[Work to complete] Please show every line of the data below that contains the word "blushed". Case counts.

[Excerpted data]

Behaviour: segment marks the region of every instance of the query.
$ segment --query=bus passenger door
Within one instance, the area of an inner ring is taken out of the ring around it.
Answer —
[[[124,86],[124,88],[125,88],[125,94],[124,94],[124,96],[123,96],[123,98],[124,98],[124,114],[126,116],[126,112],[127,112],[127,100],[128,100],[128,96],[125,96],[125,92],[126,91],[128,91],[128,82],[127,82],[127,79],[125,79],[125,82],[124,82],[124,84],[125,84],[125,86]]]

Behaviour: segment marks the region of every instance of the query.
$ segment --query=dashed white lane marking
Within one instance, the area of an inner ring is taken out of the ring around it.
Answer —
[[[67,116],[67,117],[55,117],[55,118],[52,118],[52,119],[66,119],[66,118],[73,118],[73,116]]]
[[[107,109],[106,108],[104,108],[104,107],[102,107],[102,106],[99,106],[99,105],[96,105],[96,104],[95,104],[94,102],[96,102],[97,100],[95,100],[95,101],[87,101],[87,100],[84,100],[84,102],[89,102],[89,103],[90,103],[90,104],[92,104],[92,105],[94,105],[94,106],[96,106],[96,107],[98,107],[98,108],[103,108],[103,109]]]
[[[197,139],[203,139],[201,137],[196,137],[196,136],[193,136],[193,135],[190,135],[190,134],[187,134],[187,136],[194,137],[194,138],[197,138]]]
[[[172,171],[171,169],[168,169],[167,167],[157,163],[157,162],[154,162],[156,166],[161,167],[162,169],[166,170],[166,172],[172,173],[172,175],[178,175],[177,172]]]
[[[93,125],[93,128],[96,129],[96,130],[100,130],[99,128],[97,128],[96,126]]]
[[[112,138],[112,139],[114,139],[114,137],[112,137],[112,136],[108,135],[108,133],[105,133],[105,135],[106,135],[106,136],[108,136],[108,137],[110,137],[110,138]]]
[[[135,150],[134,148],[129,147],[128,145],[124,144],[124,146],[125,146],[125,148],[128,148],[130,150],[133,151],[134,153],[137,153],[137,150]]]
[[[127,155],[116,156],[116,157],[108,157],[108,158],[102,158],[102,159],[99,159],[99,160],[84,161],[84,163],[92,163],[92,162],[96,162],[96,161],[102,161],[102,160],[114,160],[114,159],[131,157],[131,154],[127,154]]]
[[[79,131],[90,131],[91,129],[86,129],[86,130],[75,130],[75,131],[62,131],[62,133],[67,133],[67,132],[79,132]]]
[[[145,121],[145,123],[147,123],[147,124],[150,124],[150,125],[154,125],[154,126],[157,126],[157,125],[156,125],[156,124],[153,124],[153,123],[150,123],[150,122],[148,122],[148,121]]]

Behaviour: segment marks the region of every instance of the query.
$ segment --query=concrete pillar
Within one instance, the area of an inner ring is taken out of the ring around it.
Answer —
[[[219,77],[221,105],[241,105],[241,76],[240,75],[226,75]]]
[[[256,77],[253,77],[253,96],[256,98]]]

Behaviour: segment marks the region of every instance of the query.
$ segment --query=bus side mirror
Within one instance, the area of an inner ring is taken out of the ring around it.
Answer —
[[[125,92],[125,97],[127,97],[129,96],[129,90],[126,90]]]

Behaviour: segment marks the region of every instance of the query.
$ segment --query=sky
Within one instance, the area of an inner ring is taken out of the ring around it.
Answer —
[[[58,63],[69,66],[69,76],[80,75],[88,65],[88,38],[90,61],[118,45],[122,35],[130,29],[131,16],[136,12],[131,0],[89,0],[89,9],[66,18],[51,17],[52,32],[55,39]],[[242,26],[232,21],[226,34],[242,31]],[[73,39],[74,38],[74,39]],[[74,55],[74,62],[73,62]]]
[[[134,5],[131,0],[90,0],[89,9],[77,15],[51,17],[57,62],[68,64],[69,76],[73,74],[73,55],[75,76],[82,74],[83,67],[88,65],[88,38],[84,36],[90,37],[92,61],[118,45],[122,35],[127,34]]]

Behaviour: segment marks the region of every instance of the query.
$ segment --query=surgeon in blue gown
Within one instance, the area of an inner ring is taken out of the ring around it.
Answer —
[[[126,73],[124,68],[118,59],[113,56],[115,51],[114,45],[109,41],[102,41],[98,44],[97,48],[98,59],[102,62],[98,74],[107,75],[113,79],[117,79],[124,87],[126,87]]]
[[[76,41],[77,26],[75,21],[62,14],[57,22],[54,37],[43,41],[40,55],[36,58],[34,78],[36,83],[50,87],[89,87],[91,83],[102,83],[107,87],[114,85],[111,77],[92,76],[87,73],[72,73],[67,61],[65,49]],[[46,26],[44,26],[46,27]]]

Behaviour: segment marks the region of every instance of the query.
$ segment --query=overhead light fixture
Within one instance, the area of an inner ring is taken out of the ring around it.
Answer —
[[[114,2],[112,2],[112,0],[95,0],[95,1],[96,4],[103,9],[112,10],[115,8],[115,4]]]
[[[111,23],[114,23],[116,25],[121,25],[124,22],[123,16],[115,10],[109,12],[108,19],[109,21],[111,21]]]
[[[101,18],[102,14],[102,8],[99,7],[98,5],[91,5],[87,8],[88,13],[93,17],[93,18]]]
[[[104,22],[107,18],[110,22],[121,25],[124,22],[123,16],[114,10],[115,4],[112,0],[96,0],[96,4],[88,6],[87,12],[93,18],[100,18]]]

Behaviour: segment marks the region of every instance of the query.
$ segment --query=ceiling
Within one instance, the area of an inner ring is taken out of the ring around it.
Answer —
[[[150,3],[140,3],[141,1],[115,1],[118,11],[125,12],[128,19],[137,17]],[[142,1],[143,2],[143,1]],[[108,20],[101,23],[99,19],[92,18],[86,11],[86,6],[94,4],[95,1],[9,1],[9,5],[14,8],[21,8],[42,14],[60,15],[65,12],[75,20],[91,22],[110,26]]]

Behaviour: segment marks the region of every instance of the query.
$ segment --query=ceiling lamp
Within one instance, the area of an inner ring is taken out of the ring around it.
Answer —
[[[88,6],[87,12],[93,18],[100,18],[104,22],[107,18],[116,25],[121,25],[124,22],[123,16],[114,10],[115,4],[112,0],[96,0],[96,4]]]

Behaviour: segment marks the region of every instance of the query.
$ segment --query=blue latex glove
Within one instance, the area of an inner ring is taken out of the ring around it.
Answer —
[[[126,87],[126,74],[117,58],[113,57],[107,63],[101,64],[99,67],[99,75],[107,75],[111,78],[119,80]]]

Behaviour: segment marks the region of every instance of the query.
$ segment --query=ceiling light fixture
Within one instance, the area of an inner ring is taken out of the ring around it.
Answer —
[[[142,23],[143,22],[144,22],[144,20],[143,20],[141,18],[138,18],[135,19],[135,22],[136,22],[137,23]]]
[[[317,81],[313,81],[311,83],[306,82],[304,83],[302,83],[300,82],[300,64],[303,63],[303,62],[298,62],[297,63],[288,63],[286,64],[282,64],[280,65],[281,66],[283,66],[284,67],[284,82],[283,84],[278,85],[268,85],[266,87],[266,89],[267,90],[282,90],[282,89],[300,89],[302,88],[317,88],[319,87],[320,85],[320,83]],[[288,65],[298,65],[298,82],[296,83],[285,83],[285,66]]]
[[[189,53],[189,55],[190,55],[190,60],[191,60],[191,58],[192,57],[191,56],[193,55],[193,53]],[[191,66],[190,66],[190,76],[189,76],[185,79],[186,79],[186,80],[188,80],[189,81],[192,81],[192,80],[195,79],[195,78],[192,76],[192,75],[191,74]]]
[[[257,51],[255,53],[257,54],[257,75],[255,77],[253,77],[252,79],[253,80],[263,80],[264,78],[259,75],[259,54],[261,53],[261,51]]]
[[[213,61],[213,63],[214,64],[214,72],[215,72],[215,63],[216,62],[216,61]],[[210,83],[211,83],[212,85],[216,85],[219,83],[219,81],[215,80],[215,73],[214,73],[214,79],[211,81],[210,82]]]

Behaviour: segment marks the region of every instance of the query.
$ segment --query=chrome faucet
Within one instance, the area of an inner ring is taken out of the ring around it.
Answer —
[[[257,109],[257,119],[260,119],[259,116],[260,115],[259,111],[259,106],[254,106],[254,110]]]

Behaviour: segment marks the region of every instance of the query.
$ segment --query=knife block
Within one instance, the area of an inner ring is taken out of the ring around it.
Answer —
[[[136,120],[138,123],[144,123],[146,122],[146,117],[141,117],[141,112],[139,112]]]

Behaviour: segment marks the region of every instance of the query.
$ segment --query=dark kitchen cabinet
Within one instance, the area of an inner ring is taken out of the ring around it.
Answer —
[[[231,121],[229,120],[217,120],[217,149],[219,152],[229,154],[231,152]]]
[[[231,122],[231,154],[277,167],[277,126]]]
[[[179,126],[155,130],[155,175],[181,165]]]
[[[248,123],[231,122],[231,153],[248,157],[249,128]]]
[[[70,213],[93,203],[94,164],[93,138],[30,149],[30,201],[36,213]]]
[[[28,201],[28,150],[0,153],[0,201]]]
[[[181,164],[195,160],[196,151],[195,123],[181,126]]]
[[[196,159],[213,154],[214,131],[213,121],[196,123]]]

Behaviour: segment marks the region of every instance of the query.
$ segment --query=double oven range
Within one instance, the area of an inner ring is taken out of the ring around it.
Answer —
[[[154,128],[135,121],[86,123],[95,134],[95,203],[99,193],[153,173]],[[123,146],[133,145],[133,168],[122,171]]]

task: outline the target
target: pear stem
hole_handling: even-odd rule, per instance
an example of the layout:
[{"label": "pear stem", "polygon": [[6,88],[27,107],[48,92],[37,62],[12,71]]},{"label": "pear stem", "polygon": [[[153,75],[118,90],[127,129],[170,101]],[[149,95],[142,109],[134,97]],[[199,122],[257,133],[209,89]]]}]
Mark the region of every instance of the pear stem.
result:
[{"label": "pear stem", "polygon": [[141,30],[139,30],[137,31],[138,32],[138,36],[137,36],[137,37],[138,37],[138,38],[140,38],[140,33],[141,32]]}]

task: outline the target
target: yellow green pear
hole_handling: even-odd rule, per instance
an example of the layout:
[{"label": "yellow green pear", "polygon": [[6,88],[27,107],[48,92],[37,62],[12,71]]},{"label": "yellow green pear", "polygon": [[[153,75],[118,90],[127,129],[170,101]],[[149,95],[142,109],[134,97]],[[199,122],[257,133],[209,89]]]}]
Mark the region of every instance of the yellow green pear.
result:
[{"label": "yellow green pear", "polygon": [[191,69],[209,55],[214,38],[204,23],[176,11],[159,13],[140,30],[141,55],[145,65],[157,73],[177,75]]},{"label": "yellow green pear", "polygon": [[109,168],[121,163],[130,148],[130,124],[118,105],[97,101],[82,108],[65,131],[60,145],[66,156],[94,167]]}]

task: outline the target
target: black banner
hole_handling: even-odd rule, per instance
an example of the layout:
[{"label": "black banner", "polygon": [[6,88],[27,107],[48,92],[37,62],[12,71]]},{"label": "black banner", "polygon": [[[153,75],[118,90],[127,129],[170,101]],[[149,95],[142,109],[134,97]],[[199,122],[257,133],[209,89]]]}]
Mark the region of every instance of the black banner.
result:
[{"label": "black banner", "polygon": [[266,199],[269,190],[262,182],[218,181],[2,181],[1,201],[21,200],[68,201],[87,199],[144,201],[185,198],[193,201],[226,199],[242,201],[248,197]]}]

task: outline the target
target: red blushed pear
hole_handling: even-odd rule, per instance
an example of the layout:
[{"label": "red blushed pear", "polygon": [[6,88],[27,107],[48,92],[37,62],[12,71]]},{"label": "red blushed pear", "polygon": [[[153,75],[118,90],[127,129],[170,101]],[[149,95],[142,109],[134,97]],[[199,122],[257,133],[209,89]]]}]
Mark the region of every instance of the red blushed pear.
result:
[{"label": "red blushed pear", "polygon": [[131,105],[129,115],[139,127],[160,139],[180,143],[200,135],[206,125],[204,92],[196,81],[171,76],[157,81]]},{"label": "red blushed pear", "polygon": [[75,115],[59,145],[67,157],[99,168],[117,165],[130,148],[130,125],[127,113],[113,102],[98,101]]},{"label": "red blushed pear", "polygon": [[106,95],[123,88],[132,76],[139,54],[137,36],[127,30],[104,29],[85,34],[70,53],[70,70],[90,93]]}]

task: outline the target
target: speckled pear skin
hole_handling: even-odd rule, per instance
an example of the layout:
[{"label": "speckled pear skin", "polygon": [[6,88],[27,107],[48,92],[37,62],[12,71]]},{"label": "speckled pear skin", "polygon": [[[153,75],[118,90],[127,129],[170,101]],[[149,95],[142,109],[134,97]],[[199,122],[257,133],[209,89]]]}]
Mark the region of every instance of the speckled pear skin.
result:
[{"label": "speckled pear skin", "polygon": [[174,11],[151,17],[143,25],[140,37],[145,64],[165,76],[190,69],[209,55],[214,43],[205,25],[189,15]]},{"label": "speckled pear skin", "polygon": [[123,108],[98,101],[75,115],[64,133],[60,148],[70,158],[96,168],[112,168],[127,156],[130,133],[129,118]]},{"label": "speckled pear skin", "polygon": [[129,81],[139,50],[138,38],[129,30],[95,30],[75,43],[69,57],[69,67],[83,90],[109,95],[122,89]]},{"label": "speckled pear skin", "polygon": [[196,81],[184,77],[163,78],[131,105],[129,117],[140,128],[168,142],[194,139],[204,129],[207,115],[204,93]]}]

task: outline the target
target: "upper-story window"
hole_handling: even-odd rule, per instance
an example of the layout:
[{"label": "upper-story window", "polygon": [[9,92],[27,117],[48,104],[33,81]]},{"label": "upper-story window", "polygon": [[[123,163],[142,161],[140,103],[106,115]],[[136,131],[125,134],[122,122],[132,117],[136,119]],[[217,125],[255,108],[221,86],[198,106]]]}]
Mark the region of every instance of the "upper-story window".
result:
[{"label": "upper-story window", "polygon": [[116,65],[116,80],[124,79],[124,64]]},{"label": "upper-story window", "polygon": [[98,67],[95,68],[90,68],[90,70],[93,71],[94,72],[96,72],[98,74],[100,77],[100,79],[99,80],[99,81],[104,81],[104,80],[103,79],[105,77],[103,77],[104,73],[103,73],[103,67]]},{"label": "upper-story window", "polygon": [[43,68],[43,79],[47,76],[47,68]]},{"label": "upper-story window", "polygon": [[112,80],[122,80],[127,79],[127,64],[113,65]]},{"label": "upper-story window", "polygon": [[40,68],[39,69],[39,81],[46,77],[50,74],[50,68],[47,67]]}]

[Answer for this exercise]
target: red blushed pear
[{"label": "red blushed pear", "polygon": [[6,88],[27,107],[48,92],[37,62],[12,71]]},{"label": "red blushed pear", "polygon": [[[153,75],[118,90],[127,129],[170,101]],[[149,95],[142,109],[134,97]],[[199,122],[257,133],[209,89]]]}]
Mark the region of every instance of the red blushed pear.
[{"label": "red blushed pear", "polygon": [[131,105],[129,115],[139,127],[160,139],[180,143],[200,135],[206,125],[204,92],[196,81],[171,76],[157,81]]},{"label": "red blushed pear", "polygon": [[75,115],[59,145],[67,157],[99,168],[117,165],[130,148],[130,125],[127,113],[113,102],[98,101]]},{"label": "red blushed pear", "polygon": [[106,95],[123,88],[132,76],[139,54],[137,36],[127,30],[104,29],[85,34],[70,53],[70,70],[90,93]]}]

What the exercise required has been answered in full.